An effective and fair criminal justice system is one that represents and serves all. Recognizing that access to justice is an important component of the criminal justice system, INL supports initiatives that strengthen the legal profession, offer legal aid, and educate foreign publics through legal rights awareness campaigns. Furthermore, INL works with host country counterparts to remove barriers that prevent persons, particularly those in vulnerable situations such as women, girls and minorities, from receiving redress from the justice system. Highlights of INL’s access to justice work include the following:
Strengthening the legal profession: A well-trained cadre of lawyers and legal educators is essential to promoting justice and ensuring representation within the system. In Afghanistan, INL assists in the development of faculty and courses at Afghan universities. Programs provide pedagogical development to law faculty members, including opportunities to earn advanced law degrees in the United States. Law students receive practical skills training so that they will be well-equipped to represent their clients upon graduation.
Offering legal aid to the indigent: In many countries, individuals are guaranteed the right to legal assistance but are unable to realize this right in practice. For example, INL supports access to justice through projects that operate legal aid clinics throughout a particular country, such as in South Sudan. An INL initiative in Tajikistan provides free legal consultations and representation to persons in vulnerable situations and underserved populations, such as children. In Iraq, INL supports UNICEF’s efforts to increase access to justice for juveniles in pre-trial detention through provision of legal aid.

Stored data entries
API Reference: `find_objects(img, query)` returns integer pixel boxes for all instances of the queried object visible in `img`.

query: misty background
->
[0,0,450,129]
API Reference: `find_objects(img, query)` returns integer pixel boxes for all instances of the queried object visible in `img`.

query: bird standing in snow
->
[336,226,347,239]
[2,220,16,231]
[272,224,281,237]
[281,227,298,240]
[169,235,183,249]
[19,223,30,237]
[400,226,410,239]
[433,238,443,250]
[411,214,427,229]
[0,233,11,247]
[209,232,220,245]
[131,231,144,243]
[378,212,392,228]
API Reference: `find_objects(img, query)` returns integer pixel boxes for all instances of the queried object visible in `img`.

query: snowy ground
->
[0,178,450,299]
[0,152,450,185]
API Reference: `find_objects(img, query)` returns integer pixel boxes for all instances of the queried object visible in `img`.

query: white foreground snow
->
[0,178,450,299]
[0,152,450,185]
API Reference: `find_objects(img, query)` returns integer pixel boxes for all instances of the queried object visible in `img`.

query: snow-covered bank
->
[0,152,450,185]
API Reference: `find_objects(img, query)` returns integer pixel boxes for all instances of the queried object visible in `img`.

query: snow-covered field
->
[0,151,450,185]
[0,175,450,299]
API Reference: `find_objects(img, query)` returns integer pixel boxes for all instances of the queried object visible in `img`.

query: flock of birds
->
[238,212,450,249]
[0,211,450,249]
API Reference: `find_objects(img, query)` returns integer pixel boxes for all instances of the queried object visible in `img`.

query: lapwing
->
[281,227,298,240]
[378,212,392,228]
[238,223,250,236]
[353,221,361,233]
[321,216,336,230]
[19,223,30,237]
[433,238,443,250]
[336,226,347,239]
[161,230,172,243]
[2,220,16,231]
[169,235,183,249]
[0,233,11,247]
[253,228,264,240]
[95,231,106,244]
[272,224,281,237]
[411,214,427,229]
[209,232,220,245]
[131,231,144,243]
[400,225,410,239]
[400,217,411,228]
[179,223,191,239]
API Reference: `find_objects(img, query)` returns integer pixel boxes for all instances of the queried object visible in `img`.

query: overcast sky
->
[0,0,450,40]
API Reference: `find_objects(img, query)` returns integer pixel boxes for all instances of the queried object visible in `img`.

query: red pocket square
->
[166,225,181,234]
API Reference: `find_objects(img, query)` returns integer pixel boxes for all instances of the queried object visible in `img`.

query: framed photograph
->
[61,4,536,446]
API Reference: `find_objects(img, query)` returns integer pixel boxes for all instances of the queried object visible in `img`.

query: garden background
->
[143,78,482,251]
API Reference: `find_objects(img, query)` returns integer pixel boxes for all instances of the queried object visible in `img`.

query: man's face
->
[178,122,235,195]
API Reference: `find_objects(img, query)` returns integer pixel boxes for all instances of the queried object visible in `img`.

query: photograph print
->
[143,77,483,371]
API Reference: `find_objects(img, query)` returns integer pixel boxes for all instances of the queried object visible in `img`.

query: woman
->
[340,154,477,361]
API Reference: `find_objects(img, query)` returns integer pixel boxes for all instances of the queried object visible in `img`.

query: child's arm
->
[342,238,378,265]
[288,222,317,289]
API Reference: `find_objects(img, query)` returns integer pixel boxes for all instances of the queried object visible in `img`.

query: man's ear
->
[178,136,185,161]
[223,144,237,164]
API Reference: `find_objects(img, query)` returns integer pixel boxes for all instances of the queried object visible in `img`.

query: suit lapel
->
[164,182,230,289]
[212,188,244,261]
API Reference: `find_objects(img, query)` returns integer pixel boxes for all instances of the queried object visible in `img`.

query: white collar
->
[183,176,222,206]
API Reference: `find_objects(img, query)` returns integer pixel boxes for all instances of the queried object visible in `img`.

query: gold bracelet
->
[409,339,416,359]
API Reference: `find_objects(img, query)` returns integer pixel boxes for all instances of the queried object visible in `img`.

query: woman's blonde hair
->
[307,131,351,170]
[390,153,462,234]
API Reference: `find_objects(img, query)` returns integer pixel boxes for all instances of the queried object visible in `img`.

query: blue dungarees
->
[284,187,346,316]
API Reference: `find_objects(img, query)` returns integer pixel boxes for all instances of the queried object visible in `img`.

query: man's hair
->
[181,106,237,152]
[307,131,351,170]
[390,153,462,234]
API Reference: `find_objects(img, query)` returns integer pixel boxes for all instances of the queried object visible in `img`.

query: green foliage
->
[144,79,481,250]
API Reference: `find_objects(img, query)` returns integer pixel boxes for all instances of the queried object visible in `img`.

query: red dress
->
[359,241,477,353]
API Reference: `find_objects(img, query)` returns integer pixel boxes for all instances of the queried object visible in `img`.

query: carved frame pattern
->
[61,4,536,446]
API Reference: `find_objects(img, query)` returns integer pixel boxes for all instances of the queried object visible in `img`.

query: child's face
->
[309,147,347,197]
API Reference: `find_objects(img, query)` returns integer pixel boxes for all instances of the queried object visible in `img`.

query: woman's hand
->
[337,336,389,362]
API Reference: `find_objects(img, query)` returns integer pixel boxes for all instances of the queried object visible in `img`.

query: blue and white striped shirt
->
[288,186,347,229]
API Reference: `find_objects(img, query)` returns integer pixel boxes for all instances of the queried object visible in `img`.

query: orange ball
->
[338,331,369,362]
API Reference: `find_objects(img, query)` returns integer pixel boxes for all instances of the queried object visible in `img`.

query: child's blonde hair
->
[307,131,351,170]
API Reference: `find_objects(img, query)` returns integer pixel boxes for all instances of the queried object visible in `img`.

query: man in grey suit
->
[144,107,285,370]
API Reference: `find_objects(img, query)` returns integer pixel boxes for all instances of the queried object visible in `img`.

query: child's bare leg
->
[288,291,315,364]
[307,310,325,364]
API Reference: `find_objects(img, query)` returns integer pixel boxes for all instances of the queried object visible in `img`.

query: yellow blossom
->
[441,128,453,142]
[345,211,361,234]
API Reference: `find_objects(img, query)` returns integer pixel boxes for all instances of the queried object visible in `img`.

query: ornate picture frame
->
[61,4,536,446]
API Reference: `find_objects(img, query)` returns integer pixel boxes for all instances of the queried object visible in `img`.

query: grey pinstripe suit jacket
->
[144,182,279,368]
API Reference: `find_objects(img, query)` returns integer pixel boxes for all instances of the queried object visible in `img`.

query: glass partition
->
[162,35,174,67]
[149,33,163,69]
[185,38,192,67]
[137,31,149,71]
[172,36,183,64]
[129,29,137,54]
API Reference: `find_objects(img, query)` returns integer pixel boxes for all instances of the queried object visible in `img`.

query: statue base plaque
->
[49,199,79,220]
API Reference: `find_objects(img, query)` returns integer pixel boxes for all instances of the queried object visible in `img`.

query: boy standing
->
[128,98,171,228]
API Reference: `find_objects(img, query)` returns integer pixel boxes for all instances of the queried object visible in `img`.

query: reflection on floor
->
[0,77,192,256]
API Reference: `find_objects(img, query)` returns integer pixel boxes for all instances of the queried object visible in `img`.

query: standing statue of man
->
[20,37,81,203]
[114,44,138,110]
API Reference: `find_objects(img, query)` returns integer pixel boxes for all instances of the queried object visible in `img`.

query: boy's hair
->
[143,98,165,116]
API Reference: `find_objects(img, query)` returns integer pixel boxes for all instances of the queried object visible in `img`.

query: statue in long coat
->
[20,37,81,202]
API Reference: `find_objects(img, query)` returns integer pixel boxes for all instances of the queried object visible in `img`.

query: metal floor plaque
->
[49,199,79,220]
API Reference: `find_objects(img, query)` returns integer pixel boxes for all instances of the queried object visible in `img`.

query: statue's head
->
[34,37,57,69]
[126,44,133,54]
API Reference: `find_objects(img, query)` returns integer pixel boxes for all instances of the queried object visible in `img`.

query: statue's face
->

_What to produce_: Carry on the passage about INL's access to justice work from the point where it stops.

_Answer below_:
Educating the public through legal rights awareness campaigns: Public education is key to informing citizens about the law and existing legal rights and services. The aforementioned legal aid projects in South Sudan and Tajikistan complement the legal aid work with outreach to citizens to inform them of their legal rights. In addition, in Morocco INL funds a project that – through partnerships with local civil society organizations – focuses on increasing citizen access to information about the criminal justice system.
Promoting civil society: As part of its holistic approach to access to justice, INL engages both state and non-state actors including civil society organizations that monitor compliance with laws and advocate on behalf of those whose rights have been violated. For example, INL supports a program in Montenegrothat works to increase civil society engagement in criminal justice reform efforts through watchdog and monitoring activities, advocacy and policy-making, research, and public education.
Focusing on persons in vulnerable situations: Our programs seek to ensure that persons in vulnerable situations are treated fairly and humanely by the criminal justice system. For example, in the Democratic Republic of the Congo, INL supports a project that seeks to ensure justice for survivors of sexual and gender-based violence by providing forensic training to police, attorneys, and health care workers.